* start Data supplied *

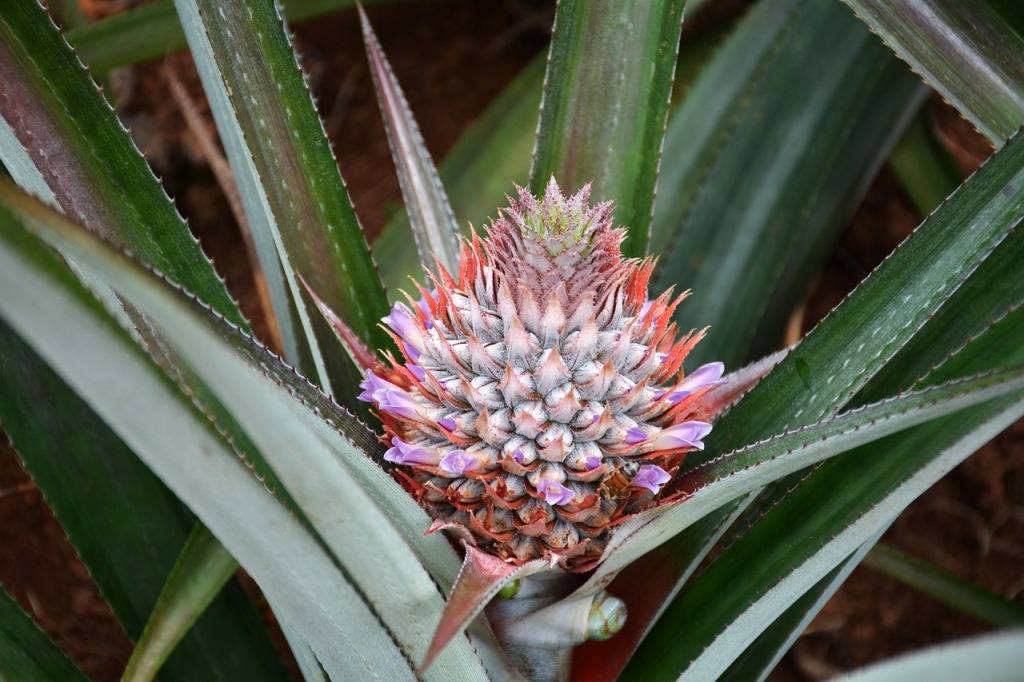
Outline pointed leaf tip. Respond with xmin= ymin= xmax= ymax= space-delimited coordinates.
xmin=298 ymin=274 xmax=377 ymax=370
xmin=417 ymin=544 xmax=548 ymax=675
xmin=359 ymin=7 xmax=459 ymax=271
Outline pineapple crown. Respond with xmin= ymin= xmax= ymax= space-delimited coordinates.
xmin=359 ymin=179 xmax=723 ymax=570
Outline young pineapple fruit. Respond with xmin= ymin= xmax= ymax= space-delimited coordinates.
xmin=360 ymin=179 xmax=723 ymax=570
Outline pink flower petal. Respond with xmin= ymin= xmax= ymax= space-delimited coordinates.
xmin=631 ymin=464 xmax=672 ymax=495
xmin=653 ymin=422 xmax=711 ymax=450
xmin=384 ymin=436 xmax=438 ymax=466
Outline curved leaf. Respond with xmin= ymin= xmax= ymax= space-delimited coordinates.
xmin=582 ymin=368 xmax=1024 ymax=592
xmin=177 ymin=0 xmax=390 ymax=399
xmin=0 ymin=196 xmax=414 ymax=680
xmin=844 ymin=0 xmax=1024 ymax=145
xmin=651 ymin=0 xmax=926 ymax=367
xmin=5 ymin=184 xmax=512 ymax=678
xmin=121 ymin=525 xmax=241 ymax=682
xmin=66 ymin=0 xmax=399 ymax=73
xmin=864 ymin=545 xmax=1024 ymax=628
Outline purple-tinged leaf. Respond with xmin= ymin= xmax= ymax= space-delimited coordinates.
xmin=359 ymin=7 xmax=459 ymax=272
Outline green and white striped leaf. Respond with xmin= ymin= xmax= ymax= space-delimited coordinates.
xmin=634 ymin=241 xmax=1024 ymax=675
xmin=0 ymin=196 xmax=414 ymax=680
xmin=374 ymin=55 xmax=545 ymax=300
xmin=582 ymin=368 xmax=1024 ymax=593
xmin=66 ymin=0 xmax=399 ymax=73
xmin=176 ymin=0 xmax=390 ymax=403
xmin=624 ymin=393 xmax=1024 ymax=680
xmin=359 ymin=7 xmax=459 ymax=272
xmin=0 ymin=0 xmax=244 ymax=324
xmin=529 ymin=0 xmax=684 ymax=256
xmin=864 ymin=545 xmax=1024 ymax=628
xmin=651 ymin=0 xmax=926 ymax=367
xmin=0 ymin=587 xmax=88 ymax=682
xmin=0 ymin=319 xmax=284 ymax=681
xmin=844 ymin=0 xmax=1024 ymax=145
xmin=0 ymin=183 xmax=512 ymax=678
xmin=836 ymin=630 xmax=1024 ymax=682
xmin=0 ymin=5 xmax=280 ymax=679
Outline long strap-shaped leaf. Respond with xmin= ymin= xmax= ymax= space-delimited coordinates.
xmin=0 ymin=199 xmax=413 ymax=680
xmin=606 ymin=120 xmax=1024 ymax=675
xmin=359 ymin=7 xmax=459 ymax=276
xmin=864 ymin=545 xmax=1024 ymax=628
xmin=0 ymin=587 xmax=87 ymax=682
xmin=584 ymin=369 xmax=1024 ymax=589
xmin=625 ymin=394 xmax=1024 ymax=679
xmin=719 ymin=526 xmax=888 ymax=682
xmin=373 ymin=13 xmax=737 ymax=298
xmin=529 ymin=0 xmax=684 ymax=256
xmin=0 ymin=321 xmax=284 ymax=680
xmin=0 ymin=183 xmax=509 ymax=678
xmin=844 ymin=0 xmax=1024 ymax=144
xmin=0 ymin=5 xmax=278 ymax=678
xmin=373 ymin=55 xmax=545 ymax=299
xmin=0 ymin=0 xmax=244 ymax=324
xmin=67 ymin=0 xmax=395 ymax=73
xmin=633 ymin=262 xmax=1024 ymax=676
xmin=651 ymin=0 xmax=926 ymax=367
xmin=176 ymin=0 xmax=389 ymax=399
xmin=836 ymin=630 xmax=1024 ymax=682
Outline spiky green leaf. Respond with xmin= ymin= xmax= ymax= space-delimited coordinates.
xmin=844 ymin=0 xmax=1024 ymax=145
xmin=530 ymin=0 xmax=684 ymax=256
xmin=176 ymin=0 xmax=390 ymax=408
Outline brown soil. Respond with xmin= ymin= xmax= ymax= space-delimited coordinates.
xmin=0 ymin=0 xmax=1024 ymax=680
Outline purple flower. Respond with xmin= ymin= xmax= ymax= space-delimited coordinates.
xmin=374 ymin=388 xmax=420 ymax=419
xmin=440 ymin=450 xmax=479 ymax=476
xmin=631 ymin=464 xmax=672 ymax=495
xmin=384 ymin=436 xmax=438 ymax=466
xmin=381 ymin=303 xmax=423 ymax=352
xmin=654 ymin=422 xmax=711 ymax=450
xmin=537 ymin=478 xmax=574 ymax=505
xmin=657 ymin=363 xmax=725 ymax=404
xmin=401 ymin=342 xmax=423 ymax=363
xmin=356 ymin=372 xmax=401 ymax=402
xmin=624 ymin=426 xmax=647 ymax=445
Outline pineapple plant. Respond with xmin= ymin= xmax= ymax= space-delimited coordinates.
xmin=0 ymin=0 xmax=1024 ymax=681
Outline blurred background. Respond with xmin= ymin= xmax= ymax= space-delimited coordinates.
xmin=0 ymin=0 xmax=1024 ymax=681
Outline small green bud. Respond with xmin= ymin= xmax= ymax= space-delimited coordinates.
xmin=587 ymin=592 xmax=627 ymax=642
xmin=498 ymin=578 xmax=522 ymax=599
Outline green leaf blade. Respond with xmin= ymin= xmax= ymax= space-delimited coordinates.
xmin=0 ymin=587 xmax=88 ymax=682
xmin=359 ymin=8 xmax=459 ymax=272
xmin=652 ymin=0 xmax=925 ymax=367
xmin=530 ymin=0 xmax=684 ymax=256
xmin=177 ymin=0 xmax=390 ymax=399
xmin=0 ymin=189 xmax=414 ymax=680
xmin=844 ymin=0 xmax=1024 ymax=145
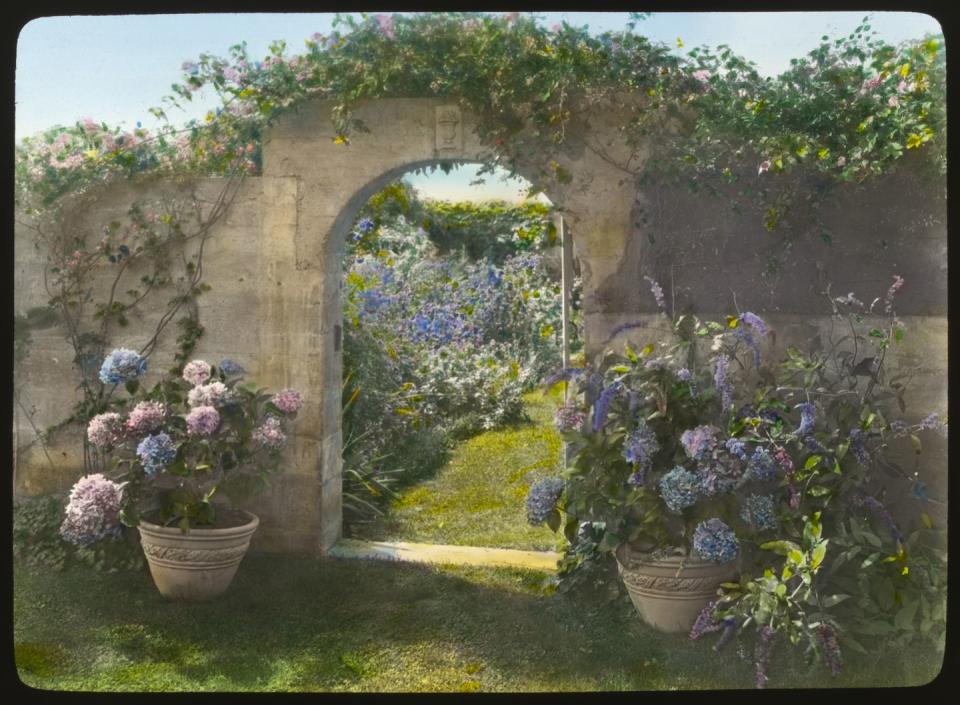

* end Data supplied *

Exercise task. Copy the records above word for word, starting with the line containing "Outline long strap-shaped" and going on through the line containing "xmin=176 ymin=0 xmax=390 ymax=408".

Task answer.
Outline long strap-shaped leaf. Respond with xmin= ymin= xmax= ymax= space-delimited coordinates.
xmin=0 ymin=199 xmax=413 ymax=680
xmin=606 ymin=120 xmax=1024 ymax=675
xmin=359 ymin=7 xmax=459 ymax=276
xmin=864 ymin=545 xmax=1024 ymax=628
xmin=0 ymin=587 xmax=87 ymax=682
xmin=584 ymin=369 xmax=1024 ymax=589
xmin=625 ymin=394 xmax=1024 ymax=679
xmin=719 ymin=526 xmax=888 ymax=682
xmin=373 ymin=13 xmax=737 ymax=298
xmin=529 ymin=0 xmax=684 ymax=256
xmin=0 ymin=321 xmax=284 ymax=680
xmin=0 ymin=183 xmax=509 ymax=678
xmin=844 ymin=0 xmax=1024 ymax=144
xmin=0 ymin=5 xmax=278 ymax=678
xmin=373 ymin=55 xmax=545 ymax=299
xmin=0 ymin=0 xmax=244 ymax=324
xmin=67 ymin=0 xmax=395 ymax=73
xmin=633 ymin=262 xmax=1024 ymax=676
xmin=651 ymin=0 xmax=926 ymax=367
xmin=176 ymin=0 xmax=389 ymax=399
xmin=836 ymin=630 xmax=1024 ymax=682
Outline spiky green leaf. Respond with xmin= ymin= xmax= ymax= space-delimited coordinates.
xmin=844 ymin=0 xmax=1024 ymax=145
xmin=530 ymin=0 xmax=684 ymax=256
xmin=176 ymin=0 xmax=390 ymax=408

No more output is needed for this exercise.